## Task description
Please count the lines in the entries below that contain the string "sight" with matching case, and reply with only that number.

-- start Information shown --

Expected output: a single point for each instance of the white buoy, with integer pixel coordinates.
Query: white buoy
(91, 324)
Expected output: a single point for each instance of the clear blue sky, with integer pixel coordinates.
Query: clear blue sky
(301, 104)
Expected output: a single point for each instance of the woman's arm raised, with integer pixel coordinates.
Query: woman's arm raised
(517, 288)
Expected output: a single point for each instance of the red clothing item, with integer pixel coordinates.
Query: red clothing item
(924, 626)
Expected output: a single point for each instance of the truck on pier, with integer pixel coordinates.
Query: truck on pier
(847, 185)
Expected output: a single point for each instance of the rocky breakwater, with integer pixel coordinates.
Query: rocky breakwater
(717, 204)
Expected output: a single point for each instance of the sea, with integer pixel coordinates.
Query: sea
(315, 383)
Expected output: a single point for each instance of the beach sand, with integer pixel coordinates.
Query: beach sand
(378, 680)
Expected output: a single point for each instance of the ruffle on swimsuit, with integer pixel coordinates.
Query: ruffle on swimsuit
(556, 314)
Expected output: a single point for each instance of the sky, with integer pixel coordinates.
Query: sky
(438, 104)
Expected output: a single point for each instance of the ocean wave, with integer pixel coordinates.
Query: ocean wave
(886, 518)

-- end Information shown --
-- start Information shown --

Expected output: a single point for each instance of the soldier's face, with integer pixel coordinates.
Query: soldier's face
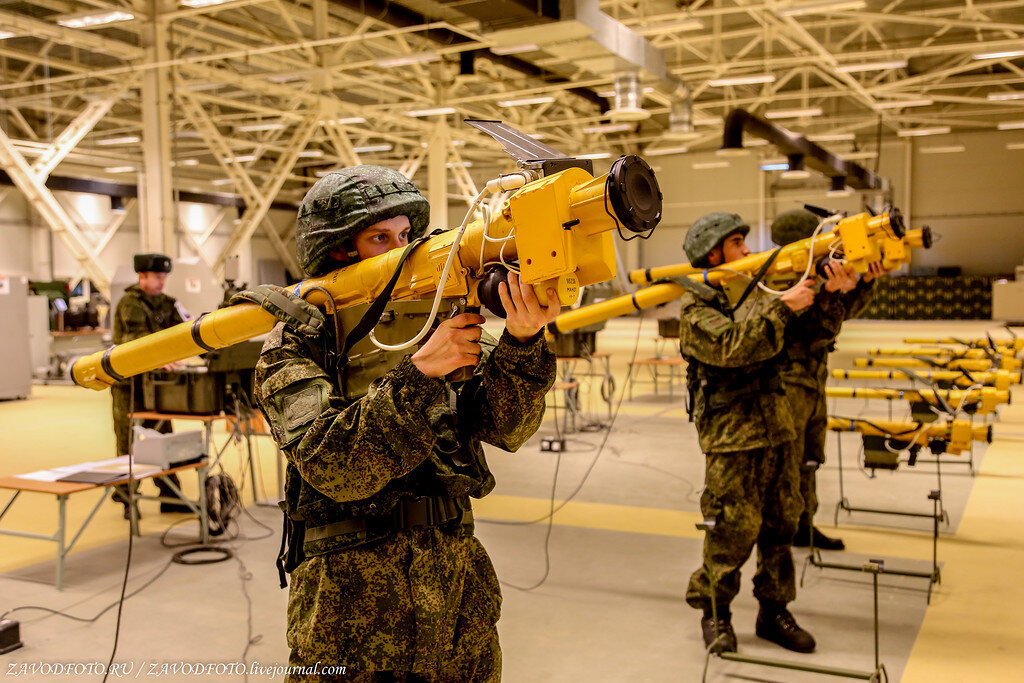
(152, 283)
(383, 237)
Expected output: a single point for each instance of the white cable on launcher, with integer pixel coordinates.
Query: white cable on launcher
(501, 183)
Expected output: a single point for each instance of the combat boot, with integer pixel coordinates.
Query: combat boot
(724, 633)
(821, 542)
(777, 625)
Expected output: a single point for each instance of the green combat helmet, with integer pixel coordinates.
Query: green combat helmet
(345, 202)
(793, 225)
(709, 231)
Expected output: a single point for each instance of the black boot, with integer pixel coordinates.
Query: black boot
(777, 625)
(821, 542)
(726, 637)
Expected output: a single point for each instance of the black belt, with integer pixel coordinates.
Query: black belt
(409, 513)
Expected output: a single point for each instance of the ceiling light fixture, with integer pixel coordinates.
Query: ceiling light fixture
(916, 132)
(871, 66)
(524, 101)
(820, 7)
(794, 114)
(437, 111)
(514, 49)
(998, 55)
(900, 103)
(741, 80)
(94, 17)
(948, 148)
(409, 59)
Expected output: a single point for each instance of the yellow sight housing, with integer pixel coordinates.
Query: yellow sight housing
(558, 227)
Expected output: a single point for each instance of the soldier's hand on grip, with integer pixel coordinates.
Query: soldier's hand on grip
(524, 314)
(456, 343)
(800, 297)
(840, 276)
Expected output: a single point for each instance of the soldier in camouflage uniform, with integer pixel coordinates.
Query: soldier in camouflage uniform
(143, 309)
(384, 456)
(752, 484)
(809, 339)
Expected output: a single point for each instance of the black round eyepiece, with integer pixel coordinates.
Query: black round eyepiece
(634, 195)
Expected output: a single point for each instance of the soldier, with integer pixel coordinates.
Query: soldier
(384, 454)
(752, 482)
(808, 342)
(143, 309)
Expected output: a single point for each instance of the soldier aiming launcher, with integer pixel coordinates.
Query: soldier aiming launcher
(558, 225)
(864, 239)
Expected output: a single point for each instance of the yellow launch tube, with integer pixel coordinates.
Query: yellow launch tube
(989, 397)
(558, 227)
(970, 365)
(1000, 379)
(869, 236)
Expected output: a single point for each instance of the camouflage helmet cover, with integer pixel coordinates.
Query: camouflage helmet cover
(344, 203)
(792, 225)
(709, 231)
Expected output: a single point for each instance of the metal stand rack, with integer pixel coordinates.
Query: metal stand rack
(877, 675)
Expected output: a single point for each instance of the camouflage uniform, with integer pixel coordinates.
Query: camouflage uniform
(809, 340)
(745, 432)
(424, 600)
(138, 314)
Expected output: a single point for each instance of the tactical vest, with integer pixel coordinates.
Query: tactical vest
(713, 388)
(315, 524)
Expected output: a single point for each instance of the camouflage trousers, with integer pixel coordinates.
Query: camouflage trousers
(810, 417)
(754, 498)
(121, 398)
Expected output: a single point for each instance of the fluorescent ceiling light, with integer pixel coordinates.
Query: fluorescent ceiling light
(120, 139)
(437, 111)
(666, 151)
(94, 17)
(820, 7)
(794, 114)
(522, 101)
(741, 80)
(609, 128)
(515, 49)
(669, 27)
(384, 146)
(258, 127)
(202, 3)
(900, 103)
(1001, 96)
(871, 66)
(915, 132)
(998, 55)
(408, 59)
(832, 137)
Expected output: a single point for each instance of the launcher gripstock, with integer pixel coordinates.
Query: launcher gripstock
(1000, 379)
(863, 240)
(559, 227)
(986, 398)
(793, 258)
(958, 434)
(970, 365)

-- end Information shown --

## Task answer
2